Task directions:
Copy the data exactly from the line that contains "pixel 1206 476" through the line that contains "pixel 212 962", keeping both end lines and leaving out everything else.

Task material:
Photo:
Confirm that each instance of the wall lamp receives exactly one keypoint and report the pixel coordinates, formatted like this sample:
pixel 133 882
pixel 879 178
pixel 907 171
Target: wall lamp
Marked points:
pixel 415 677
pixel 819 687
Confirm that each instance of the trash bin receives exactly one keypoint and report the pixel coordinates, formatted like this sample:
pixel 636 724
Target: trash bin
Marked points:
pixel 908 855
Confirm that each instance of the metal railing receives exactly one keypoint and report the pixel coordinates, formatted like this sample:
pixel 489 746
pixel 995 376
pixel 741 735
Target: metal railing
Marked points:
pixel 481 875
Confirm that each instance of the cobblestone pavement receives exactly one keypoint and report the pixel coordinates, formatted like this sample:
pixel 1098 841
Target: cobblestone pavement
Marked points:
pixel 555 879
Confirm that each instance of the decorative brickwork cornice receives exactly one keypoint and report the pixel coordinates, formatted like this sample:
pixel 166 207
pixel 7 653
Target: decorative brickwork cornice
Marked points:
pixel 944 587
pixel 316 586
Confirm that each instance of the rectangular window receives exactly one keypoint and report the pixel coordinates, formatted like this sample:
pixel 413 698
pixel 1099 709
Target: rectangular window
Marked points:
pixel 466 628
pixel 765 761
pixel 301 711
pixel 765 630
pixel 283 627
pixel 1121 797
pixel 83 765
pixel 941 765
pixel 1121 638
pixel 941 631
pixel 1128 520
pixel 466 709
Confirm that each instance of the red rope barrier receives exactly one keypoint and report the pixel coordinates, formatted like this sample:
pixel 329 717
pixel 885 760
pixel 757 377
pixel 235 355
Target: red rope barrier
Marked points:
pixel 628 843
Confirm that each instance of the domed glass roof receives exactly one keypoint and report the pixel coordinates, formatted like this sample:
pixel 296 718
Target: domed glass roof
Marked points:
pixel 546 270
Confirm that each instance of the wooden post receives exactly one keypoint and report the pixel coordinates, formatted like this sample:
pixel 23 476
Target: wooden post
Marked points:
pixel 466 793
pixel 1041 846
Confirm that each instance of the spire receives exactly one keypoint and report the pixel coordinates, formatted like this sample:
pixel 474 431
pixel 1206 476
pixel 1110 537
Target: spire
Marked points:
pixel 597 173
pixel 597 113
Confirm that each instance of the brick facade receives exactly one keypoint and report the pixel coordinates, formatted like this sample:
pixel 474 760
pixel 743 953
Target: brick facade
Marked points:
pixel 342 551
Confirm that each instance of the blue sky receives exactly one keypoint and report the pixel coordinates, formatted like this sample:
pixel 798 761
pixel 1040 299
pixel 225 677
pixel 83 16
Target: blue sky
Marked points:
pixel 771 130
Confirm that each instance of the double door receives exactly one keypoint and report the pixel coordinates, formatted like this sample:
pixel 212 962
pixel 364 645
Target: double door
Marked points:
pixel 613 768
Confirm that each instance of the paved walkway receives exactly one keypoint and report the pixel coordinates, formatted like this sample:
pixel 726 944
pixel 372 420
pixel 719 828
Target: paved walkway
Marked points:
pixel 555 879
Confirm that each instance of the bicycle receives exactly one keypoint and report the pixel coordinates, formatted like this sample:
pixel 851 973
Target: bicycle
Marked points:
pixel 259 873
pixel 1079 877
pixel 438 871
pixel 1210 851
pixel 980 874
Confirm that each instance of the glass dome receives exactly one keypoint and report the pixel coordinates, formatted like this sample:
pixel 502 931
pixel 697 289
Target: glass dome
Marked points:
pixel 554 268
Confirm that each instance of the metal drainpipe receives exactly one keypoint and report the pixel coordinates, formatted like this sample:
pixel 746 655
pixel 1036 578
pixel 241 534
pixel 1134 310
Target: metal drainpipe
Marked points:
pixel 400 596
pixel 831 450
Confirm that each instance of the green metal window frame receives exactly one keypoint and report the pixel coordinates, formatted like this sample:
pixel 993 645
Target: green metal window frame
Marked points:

Task solution:
pixel 1206 476
pixel 1110 537
Target: spire
Marked points:
pixel 597 173
pixel 597 113
Confirm that each instance of the brick facade receives exactly one keypoint and report the pixel coordinates, formatted like this sample:
pixel 474 760
pixel 743 953
Target: brick facade
Marked points:
pixel 342 551
Confirm that each instance of the blue sky receives exactly one keypoint and report the pixel coordinates, formatted like this sample:
pixel 798 761
pixel 1040 299
pixel 225 677
pixel 83 16
Target: blue sky
Marked points:
pixel 771 130
Confirm that each instance of the double door receives exactly one keypoint and report the pixel coordinates, formatted like this sample:
pixel 212 962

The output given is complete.